▸ **PROVIDED INFORMATION**:

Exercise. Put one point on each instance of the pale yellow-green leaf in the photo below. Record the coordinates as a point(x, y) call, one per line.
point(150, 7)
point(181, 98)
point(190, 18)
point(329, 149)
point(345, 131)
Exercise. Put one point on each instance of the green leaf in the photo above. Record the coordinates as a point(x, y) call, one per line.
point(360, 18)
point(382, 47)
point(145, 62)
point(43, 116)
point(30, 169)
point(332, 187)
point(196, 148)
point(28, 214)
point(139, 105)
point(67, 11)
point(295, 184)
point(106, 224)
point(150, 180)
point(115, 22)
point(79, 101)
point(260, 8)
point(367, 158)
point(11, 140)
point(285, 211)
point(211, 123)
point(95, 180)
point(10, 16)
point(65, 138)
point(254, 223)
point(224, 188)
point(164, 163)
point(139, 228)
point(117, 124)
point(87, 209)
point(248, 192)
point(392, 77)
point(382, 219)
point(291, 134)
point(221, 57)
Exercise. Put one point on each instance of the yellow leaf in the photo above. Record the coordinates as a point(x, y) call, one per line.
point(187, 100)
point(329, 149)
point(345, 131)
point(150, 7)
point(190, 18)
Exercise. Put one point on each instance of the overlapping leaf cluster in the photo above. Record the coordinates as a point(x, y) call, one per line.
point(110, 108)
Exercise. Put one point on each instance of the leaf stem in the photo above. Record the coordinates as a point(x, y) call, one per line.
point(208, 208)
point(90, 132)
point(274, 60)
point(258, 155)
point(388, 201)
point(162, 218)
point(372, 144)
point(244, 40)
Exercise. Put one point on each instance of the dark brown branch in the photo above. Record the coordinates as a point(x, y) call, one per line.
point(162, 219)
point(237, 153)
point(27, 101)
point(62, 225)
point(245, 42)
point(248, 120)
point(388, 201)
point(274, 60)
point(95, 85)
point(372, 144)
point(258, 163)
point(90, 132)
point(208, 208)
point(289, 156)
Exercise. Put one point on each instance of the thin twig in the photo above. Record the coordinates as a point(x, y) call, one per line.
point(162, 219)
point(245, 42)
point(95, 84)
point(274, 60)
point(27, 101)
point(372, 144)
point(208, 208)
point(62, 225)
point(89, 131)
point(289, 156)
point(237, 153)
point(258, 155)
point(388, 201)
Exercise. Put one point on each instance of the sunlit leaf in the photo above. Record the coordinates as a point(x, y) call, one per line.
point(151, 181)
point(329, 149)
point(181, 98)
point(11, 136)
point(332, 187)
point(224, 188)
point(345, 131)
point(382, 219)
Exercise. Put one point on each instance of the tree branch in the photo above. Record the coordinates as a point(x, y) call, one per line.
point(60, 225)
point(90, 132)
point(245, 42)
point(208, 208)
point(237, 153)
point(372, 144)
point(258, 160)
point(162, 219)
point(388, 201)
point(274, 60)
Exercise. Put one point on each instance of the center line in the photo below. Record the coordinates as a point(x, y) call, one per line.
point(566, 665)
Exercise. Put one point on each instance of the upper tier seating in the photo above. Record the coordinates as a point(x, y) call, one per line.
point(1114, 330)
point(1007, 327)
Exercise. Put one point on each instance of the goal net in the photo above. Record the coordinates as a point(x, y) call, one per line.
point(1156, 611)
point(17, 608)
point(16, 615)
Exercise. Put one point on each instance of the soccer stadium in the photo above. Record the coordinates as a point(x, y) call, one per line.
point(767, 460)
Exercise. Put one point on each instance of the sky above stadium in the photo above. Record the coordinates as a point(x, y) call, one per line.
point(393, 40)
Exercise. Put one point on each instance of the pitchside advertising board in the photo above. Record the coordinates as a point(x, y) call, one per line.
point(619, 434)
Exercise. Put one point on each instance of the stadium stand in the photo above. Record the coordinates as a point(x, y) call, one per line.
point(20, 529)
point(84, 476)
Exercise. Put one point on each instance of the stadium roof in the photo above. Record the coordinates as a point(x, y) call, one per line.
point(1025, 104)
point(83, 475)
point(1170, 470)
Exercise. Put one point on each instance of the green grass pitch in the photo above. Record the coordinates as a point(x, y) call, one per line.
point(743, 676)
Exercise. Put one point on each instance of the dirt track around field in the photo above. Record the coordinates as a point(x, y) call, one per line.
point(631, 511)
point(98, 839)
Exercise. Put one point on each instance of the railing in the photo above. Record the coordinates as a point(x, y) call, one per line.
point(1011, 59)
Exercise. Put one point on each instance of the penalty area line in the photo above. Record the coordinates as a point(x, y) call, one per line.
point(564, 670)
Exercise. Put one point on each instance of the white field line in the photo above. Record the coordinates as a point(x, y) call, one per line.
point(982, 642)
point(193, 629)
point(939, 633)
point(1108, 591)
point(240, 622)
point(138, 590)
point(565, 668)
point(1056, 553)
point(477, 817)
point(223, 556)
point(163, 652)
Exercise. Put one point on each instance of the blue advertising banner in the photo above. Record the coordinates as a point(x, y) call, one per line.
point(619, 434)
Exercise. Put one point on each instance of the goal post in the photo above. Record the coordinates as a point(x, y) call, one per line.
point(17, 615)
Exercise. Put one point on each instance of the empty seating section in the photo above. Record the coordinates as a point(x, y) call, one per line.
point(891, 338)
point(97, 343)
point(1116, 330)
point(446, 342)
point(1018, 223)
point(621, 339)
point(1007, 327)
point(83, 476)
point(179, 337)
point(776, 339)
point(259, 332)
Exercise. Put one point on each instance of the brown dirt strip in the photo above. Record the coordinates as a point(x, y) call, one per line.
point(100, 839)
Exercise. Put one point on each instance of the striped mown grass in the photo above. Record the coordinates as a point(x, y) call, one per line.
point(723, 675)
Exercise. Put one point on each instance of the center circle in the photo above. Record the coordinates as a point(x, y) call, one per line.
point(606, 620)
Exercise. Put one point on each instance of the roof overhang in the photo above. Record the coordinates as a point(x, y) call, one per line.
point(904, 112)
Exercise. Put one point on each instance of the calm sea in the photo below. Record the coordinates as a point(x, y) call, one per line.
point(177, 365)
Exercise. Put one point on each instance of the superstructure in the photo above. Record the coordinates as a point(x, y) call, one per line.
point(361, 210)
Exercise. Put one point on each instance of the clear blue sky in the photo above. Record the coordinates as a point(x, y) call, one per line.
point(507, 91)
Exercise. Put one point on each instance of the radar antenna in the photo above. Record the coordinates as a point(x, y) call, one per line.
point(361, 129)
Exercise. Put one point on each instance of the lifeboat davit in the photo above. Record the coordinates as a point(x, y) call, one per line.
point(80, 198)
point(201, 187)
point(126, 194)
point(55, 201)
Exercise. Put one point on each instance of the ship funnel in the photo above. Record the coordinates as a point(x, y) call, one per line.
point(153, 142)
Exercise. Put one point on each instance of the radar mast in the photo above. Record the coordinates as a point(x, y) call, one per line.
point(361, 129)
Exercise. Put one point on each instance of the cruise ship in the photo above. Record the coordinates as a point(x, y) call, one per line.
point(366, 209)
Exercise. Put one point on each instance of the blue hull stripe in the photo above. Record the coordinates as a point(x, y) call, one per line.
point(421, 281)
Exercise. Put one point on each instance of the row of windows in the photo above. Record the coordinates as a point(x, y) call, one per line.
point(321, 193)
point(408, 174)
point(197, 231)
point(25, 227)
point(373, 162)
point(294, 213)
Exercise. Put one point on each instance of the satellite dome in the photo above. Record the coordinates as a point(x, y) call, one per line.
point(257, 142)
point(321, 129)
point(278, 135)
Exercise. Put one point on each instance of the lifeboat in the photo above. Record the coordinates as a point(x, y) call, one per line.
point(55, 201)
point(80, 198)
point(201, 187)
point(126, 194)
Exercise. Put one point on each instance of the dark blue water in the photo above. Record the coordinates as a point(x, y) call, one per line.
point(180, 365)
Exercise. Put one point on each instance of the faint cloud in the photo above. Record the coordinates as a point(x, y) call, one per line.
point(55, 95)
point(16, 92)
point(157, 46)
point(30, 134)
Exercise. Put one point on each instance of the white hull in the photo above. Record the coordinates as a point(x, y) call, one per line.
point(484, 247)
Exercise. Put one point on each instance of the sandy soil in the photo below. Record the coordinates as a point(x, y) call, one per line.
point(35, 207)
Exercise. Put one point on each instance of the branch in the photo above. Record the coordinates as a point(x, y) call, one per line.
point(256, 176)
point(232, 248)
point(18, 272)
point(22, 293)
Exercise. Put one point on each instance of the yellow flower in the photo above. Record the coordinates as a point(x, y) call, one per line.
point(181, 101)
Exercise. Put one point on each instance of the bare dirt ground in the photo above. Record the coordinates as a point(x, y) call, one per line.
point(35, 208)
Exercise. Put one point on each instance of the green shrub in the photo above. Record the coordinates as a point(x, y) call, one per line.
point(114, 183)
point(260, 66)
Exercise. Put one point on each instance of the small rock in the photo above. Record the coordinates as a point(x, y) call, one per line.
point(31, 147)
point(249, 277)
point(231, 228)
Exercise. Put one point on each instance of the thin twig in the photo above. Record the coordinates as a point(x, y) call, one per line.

▸ **REQUIREMENT**:
Please change "lifeboat" to "rescue boat" in the material above, starting at the line with "Exercise. Put one point on each instance of the cruise" and ending at the line with "point(180, 365)", and give only those lines, otherwise unchanged.

▸ **THE ANSWER**:
Exercise. Put one point on each instance of the cruise ship in the photo above. Record the coordinates as a point(x, y) call, one per line.
point(366, 209)
Exercise. Put one point on each instance of the blue hull stripe in the photo above. Record the coordinates as a point(x, y) call, one per line.
point(421, 281)
Exercise. Put one point on each instance of the row of windows in the photo above. Record the coordinates as a point(x, y) call, one per line.
point(321, 193)
point(408, 174)
point(197, 231)
point(25, 227)
point(373, 162)
point(294, 213)
Exercise. Put one point on each instance of the satellite dome in the photo above. Record the coordinates as a point(x, y) call, one per line.
point(257, 142)
point(321, 129)
point(278, 135)
Exercise. Put one point on each instance of the rescue boat in the photo above. Record the coordinates as a point(x, y) call, one per line.
point(55, 201)
point(80, 198)
point(201, 187)
point(126, 194)
Exercise. Put one point on each instance of the dark blue water in the photo above. Record the coordinates as a point(x, y) call, one per line.
point(180, 365)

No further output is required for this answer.